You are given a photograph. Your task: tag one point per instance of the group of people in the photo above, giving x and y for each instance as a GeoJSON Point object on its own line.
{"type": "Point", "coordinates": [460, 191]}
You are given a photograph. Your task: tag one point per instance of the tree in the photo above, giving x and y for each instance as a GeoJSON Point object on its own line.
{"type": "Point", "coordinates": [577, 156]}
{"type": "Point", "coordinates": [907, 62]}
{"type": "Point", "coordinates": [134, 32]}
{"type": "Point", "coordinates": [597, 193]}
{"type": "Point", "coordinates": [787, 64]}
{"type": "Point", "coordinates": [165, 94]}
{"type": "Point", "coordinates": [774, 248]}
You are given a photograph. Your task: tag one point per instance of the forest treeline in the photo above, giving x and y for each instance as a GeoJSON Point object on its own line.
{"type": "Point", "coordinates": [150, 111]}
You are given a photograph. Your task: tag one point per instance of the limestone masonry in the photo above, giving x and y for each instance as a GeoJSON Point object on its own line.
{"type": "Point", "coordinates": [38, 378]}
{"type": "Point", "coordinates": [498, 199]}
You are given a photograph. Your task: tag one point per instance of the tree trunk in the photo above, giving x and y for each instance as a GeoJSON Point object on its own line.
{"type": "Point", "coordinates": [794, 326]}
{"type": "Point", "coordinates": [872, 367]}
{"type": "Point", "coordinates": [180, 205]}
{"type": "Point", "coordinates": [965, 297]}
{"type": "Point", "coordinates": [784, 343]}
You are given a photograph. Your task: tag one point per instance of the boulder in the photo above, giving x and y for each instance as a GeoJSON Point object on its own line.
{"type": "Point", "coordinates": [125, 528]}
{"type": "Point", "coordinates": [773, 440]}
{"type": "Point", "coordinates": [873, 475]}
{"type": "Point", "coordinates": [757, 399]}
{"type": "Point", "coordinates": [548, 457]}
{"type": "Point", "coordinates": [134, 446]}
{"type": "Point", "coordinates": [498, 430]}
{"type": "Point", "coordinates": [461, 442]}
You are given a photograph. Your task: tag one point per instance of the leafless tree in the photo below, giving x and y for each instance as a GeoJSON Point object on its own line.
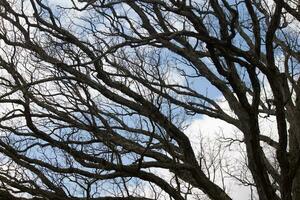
{"type": "Point", "coordinates": [96, 95]}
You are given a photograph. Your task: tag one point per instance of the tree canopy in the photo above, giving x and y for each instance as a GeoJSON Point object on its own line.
{"type": "Point", "coordinates": [96, 97]}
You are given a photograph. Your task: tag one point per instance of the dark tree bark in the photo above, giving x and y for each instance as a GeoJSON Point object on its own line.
{"type": "Point", "coordinates": [95, 97]}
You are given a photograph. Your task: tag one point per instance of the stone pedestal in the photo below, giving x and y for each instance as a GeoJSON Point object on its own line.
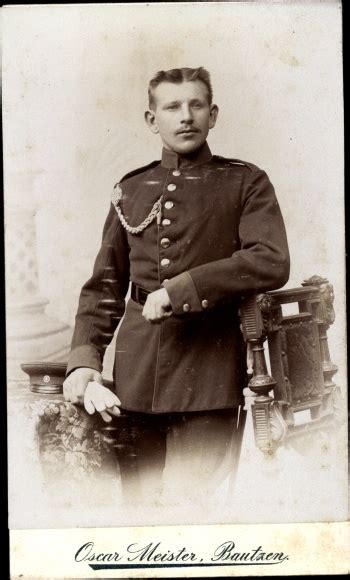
{"type": "Point", "coordinates": [31, 334]}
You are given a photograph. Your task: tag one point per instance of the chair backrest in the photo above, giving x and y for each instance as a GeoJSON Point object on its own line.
{"type": "Point", "coordinates": [301, 369]}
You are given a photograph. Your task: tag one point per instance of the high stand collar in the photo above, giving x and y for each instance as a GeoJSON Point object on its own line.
{"type": "Point", "coordinates": [173, 160]}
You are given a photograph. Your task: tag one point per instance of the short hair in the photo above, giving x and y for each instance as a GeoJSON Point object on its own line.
{"type": "Point", "coordinates": [179, 75]}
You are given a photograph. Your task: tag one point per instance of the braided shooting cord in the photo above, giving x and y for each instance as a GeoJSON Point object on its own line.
{"type": "Point", "coordinates": [154, 213]}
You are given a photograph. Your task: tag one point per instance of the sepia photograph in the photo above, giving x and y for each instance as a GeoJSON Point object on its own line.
{"type": "Point", "coordinates": [175, 274]}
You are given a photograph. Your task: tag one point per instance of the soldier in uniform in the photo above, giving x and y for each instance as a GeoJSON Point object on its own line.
{"type": "Point", "coordinates": [192, 233]}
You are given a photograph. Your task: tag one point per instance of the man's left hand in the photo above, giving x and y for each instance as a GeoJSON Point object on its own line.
{"type": "Point", "coordinates": [157, 306]}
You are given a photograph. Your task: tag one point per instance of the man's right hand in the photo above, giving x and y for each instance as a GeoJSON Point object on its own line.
{"type": "Point", "coordinates": [85, 385]}
{"type": "Point", "coordinates": [74, 386]}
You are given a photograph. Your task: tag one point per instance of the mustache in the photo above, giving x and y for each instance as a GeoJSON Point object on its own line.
{"type": "Point", "coordinates": [187, 130]}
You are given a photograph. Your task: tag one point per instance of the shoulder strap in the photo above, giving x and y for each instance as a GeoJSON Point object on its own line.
{"type": "Point", "coordinates": [229, 161]}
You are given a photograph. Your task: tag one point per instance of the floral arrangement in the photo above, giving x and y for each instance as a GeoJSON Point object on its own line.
======
## Task instructions
All of the records need repeating exactly, except for the pictures.

## Final result
You are given a photograph. Your task: tag one point per instance of the group of people in the photo above, giving x and y for each instance as a GeoJSON Point object on its own line.
{"type": "Point", "coordinates": [460, 191]}
You are given a photograph. Your task: tag one point per instance of the tree in the photo above, giving x and y for each instance as a GeoJSON Point object on its own line.
{"type": "Point", "coordinates": [577, 156]}
{"type": "Point", "coordinates": [907, 62]}
{"type": "Point", "coordinates": [134, 32]}
{"type": "Point", "coordinates": [597, 193]}
{"type": "Point", "coordinates": [787, 64]}
{"type": "Point", "coordinates": [165, 94]}
{"type": "Point", "coordinates": [774, 248]}
You are given a photograph. Your task: tag one point per instance of the forest treeline in the photo above, giving x and y for each instance as a GeoJSON Point object on its own line.
{"type": "Point", "coordinates": [150, 111]}
You are given a photograph. Your task: tag one point per instance of the limestone masonry in the photo above, giving x and y for each instance as a GeoJSON Point object on its own line.
{"type": "Point", "coordinates": [38, 378]}
{"type": "Point", "coordinates": [498, 199]}
You are given a photograph. Your task: tag one point per instance of the tree trunk in the photo above, giving x and y for each instance as a GeoJSON Point object on its own line.
{"type": "Point", "coordinates": [794, 326]}
{"type": "Point", "coordinates": [872, 367]}
{"type": "Point", "coordinates": [180, 205]}
{"type": "Point", "coordinates": [965, 297]}
{"type": "Point", "coordinates": [784, 343]}
You are given a photograph. Your task: tag one point per instance of the boulder in the photo above, giving x and y for each instance as a GeoJSON Point object on its own line.
{"type": "Point", "coordinates": [125, 528]}
{"type": "Point", "coordinates": [773, 440]}
{"type": "Point", "coordinates": [873, 475]}
{"type": "Point", "coordinates": [757, 399]}
{"type": "Point", "coordinates": [548, 457]}
{"type": "Point", "coordinates": [134, 446]}
{"type": "Point", "coordinates": [498, 430]}
{"type": "Point", "coordinates": [461, 442]}
You are given a photograph. Your task: tag one point per instance of the leafless tree in the photo below, giving x and y for each instance as a GeoJSON Point object on its own line.
{"type": "Point", "coordinates": [96, 95]}
You are given a photograph. Your task: tag one point per instance of the tree canopy in the photo above, giving x and y for each instance as a GeoJSON Point object on its own line.
{"type": "Point", "coordinates": [96, 97]}
You are given a photograph. Your task: tag one point per instance of the dark tree bark in the photo above, giving x and y for each instance as a GeoJSON Point object on its own line.
{"type": "Point", "coordinates": [95, 97]}
You are given a photograph. Your task: tag one point per instance of the stone pedestal in the photo below, giving x and y for each instance as a GeoJSON Point object on its own line.
{"type": "Point", "coordinates": [31, 334]}
You are given a photograph. Your task: tag one point per instance of the chair backrest in the photo above, giving x and y for each instance as a GeoJSON Point object on its own line.
{"type": "Point", "coordinates": [301, 369]}
You are given a photograph. Your task: tag one point per instance of the high stand collar in the photo above, giving x and y for each instance as a GeoJSON Point object on its own line.
{"type": "Point", "coordinates": [173, 160]}
You are given a photograph. Your task: tag one point per instance of the short hair in the photo above, giving x and y for each instance as a GeoJSON Point object on its own line.
{"type": "Point", "coordinates": [179, 75]}
You are given a photograph. Your task: tag one point per instance of the braided shooting cord in the photo above, giving x and y for each instance as a GeoJSON Point object on its own line.
{"type": "Point", "coordinates": [154, 213]}
You are given a photograph. Your task: tag one point per instance of the sepia photograph in the photo above, giving x and y for each instance as a GeoJSON Point object on its own line.
{"type": "Point", "coordinates": [175, 274]}
You are given a photograph. Your task: tag one point per instance of the soldier in uniform in the photo above, giving x and y for each instance as a GeoJSON Point object on its own line.
{"type": "Point", "coordinates": [192, 233]}
You are given a photograph. Your task: tag one point per instance of the man's left hand in the photo above, giving x and y for each instance as a GeoJSON Point object on its own line.
{"type": "Point", "coordinates": [157, 306]}
You are given a photograph. Your task: tag one point per instance of the man's right hand in the photo above, giving x and y for each instance as a GeoJSON Point object on its own line.
{"type": "Point", "coordinates": [85, 385]}
{"type": "Point", "coordinates": [74, 386]}
You are given a photograph. Your task: tag one point per instance of the mustache in the photo above, giving x and y for each instance as a GeoJSON Point object on its own line.
{"type": "Point", "coordinates": [187, 130]}
You are given a photograph. Your task: tag one point per instance of the shoulder strap in the photo above, giving x and y for each instance as a GeoJSON Point object on its own line.
{"type": "Point", "coordinates": [229, 161]}
You are given a photograph. Your task: tag one point per instance of the floral arrangement in the photo above, giving x and y for each instance as a GeoJSON Point object on its own line.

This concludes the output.